Top of Given records

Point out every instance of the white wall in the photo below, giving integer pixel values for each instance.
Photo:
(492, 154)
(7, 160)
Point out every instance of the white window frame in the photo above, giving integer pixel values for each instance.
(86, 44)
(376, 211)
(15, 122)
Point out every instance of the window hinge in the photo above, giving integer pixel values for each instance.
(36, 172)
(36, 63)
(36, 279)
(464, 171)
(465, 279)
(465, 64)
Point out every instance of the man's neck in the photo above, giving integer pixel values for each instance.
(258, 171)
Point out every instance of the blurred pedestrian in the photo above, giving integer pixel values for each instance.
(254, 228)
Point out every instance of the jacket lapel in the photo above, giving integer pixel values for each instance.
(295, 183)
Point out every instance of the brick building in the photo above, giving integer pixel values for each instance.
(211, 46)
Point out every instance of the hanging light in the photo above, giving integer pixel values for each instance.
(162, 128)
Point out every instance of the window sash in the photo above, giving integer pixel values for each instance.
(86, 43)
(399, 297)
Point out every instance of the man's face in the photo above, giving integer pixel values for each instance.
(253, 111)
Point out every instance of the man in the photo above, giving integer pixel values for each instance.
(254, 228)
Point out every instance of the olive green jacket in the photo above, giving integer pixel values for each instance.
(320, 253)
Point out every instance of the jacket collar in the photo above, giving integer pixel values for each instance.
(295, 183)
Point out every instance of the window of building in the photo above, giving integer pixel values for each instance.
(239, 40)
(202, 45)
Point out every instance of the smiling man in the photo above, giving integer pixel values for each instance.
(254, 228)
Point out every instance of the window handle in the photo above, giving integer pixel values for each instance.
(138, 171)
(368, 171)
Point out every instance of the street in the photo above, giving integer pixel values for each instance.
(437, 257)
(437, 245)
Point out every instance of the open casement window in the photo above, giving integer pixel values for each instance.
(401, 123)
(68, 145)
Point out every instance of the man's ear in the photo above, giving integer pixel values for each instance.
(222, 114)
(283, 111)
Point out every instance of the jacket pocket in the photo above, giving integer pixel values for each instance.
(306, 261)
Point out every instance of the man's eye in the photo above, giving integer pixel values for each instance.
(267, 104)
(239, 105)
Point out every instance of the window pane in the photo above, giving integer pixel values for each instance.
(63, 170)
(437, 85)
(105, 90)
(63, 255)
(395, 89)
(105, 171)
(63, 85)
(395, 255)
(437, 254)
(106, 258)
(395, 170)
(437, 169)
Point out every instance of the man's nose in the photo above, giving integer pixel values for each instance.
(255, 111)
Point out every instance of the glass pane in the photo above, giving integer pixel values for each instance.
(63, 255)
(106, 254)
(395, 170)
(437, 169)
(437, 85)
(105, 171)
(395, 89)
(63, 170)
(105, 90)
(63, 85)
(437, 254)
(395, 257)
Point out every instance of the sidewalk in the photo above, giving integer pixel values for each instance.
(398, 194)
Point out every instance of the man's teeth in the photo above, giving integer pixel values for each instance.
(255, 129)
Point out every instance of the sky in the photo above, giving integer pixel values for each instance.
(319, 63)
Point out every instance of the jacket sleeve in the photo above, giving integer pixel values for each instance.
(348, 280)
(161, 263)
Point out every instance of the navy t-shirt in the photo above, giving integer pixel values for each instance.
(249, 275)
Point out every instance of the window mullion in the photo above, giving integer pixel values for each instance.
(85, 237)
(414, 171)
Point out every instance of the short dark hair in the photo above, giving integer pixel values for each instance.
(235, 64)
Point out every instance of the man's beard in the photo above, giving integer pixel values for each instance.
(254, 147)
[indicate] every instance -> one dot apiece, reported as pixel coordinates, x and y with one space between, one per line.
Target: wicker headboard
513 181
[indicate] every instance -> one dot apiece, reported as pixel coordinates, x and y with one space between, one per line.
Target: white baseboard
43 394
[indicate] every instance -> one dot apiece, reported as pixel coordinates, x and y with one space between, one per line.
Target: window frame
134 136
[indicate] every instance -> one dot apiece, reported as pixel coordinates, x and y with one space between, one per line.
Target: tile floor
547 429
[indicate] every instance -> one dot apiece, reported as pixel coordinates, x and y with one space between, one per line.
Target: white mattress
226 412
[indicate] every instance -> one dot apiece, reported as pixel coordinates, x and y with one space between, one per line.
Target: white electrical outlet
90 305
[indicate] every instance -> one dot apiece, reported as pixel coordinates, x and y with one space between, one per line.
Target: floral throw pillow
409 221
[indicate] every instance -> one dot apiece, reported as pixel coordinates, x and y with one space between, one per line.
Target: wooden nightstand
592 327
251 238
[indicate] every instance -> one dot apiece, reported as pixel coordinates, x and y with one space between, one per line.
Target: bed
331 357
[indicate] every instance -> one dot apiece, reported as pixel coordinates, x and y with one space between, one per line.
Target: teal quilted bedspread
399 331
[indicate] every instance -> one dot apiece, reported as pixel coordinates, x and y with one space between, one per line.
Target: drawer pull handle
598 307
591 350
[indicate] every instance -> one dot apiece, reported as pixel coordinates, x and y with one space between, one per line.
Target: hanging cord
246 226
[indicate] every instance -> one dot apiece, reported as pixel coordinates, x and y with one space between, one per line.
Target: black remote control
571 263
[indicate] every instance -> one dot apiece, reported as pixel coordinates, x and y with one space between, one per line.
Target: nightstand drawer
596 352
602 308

Bottom of Given records

◆ **Activity**:
Transcribe all of the entries without alteration.

◆ **Answer box**:
Point out every instance of the white wall in the photo below, giving integer pixel values for each instance.
Photo:
(492, 154)
(7, 160)
Point out every instance of the white window frame in the photo above, giving integer pixel values for each instance.
(86, 44)
(376, 211)
(15, 122)
Point out every instance of the window hinge in the photo above, giving integer pixel values for each instance.
(36, 172)
(36, 63)
(36, 279)
(464, 171)
(465, 279)
(465, 64)
Point out every instance of the man's neck in the photo above, giving integer pixel values for each instance.
(258, 171)
Point out every instance of the blurred pedestrian in the photo above, giving integer pixel values for each instance.
(254, 228)
Point out every instance of the jacket lapel in the photo above, giving integer pixel values for each instance.
(295, 183)
Point out every instance of the brick building in the photo above, giving integer pixel values for each instance.
(211, 46)
Point out every instance of the hanging light in the photo above, giving integer pixel values for each instance.
(162, 128)
Point out every instance of the window sash in the photo above, giving integer pixel values for each instance.
(86, 43)
(399, 297)
Point out every instance of the man's face in the photo above, giving integer pixel values for each instance.
(253, 111)
Point out every instance of the man in the photo above, giving integer pixel values for each instance.
(254, 228)
Point out every instance of the olive green jacket in the photo above, giving integer pixel values for each instance.
(320, 253)
Point out every instance of the jacket collar in the photo above, giving integer pixel values for each instance.
(295, 183)
Point out every instance of the window of building in the photo above, giving integer pixel values for each instance.
(239, 40)
(202, 45)
Point out every instance of the smiling man in the photo above, giving integer pixel values for each instance.
(254, 228)
Point out every instance of the window handle in the photo above, giving integer pixel values for each instance.
(138, 171)
(368, 171)
Point out every instance of the street in the photo above, giving integer pixel values for each instance.
(437, 257)
(437, 245)
Point out every instance of the open casement window in the photo above, giving integer pixel values for each instance.
(401, 123)
(68, 145)
Point out every instance of the man's ear in the photo above, giving integer pixel values for each instance.
(222, 114)
(283, 111)
Point out every instance of the jacket pocket in the photo above, giving integer pixel values for each instance.
(306, 261)
Point out every instance of the man's eye in the photo above, giving integer pixel values for each instance.
(267, 104)
(239, 105)
Point out every instance of the window pane in the photo above, giving integer pixel values for each instance.
(63, 170)
(437, 85)
(105, 90)
(63, 255)
(395, 89)
(105, 171)
(63, 85)
(395, 255)
(437, 254)
(106, 258)
(395, 170)
(437, 169)
Point out every instance of the man's nose in the photo above, giving integer pixel values for each instance.
(255, 111)
Point out every instance of the glass pane in the photo above, giving integer pixel values for each instance.
(63, 255)
(106, 254)
(395, 170)
(437, 169)
(437, 85)
(105, 171)
(395, 89)
(63, 170)
(105, 90)
(63, 85)
(437, 254)
(395, 257)
Point out every instance of the sidewalk in the photo above, giving integer pixel values for each instance.
(398, 194)
Point out every instance of the man's teeth in the photo above, giving integer pixel values for each instance.
(255, 129)
Point out every instance of the sky in the photo above, giving integer pixel values for each instance.
(319, 63)
Point out every instance of the jacket sleeve in the photo above, giving integer pixel values for each instance.
(348, 280)
(161, 263)
Point out every instance of the navy t-shirt in the photo above, giving integer pixel values for each instance.
(249, 275)
Point out every instance of the window mullion in the photo above, giving integer pixel values for each instance.
(85, 237)
(414, 171)
Point out every instance of the short dark hair in the photo above, giving integer pixel values for each instance.
(235, 64)
Point out every instance of the man's beard in the photo above, giving integer pixel values for each instance.
(254, 147)
[indicate] every instance -> one dot apiece, reported as pixel coordinates, x and y with one space between, one per line.
Target: wicker headboard
513 181
[indicate] every instance -> one dot apiece, reported as pixel coordinates, x and y with one space between, one per line.
Target: white baseboard
43 394
[indicate] every instance -> one dot apiece, reported as pixel coordinates, x and y with one space between, one per line.
Target: window frame
134 136
[indicate] every instance -> one dot apiece, reported as pixel coordinates, x and y with one space between, one per line.
Target: tile floor
547 429
[indicate] every instance -> one dot apiece, reported as pixel coordinates, x and y with one space between, one per line.
Target: white mattress
226 412
[indicate] every instance -> one dot apiece, reported as pixel coordinates, x and y with one space between, one per line.
Target: white electrical outlet
90 305
[indicate] every instance -> one dot apiece, reported as pixel coordinates, x and y with one space between, one per line.
Target: floral throw pillow
409 221
[indicate] every instance -> one dot apiece, reported as pixel coordinates, x and y with one space between, one per line.
Target: wooden nightstand
592 327
251 238
[indicate] every instance -> one dot apiece, reported as pixel coordinates, x and y with one space between, one per line.
Target: bed
331 357
[indicate] every instance -> one dot apiece, reported as pixel coordinates, x and y with one space between, one per line.
Target: teal quilted bedspread
399 331
[indicate] every instance -> one dot apiece, reported as pixel coordinates, x and y with one space between, one per line.
Target: drawer pull handle
598 307
591 350
[indicate] every instance -> one dot apiece, reported as pixel coordinates, x and y with one space between, one per line.
Target: hanging cord
246 226
[indicate] every instance -> one dot apiece, reported as pixel coordinates, x and y with one space between, one per line.
Target: black remote control
571 263
[indicate] every instance -> one dot apiece, reported as pixel coordinates, x and y with one space between, one per line.
Target: nightstand drawer
596 352
602 308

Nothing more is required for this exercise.